* EXERCISE AIM:
Quote every line of the material beneath this one.

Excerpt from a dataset
■ ■ ■ ■ ■
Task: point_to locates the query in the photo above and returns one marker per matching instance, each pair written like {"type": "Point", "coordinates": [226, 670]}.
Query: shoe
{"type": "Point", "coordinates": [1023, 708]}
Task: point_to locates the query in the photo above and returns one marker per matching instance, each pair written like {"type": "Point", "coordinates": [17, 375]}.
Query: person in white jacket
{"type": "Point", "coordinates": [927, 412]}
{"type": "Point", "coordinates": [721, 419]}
■ ■ ■ ■ ■
* TASK SOLUTION:
Task: point_to locates the query in the photo above and returns one marker per matching instance, each pair written like {"type": "Point", "coordinates": [226, 670]}.
Query: shoe
{"type": "Point", "coordinates": [1023, 708]}
Task: point_to locates the query in the photo above and returns one marker per matching instance, each pair written like {"type": "Point", "coordinates": [17, 375]}.
Query: person in white jacket
{"type": "Point", "coordinates": [927, 412]}
{"type": "Point", "coordinates": [721, 419]}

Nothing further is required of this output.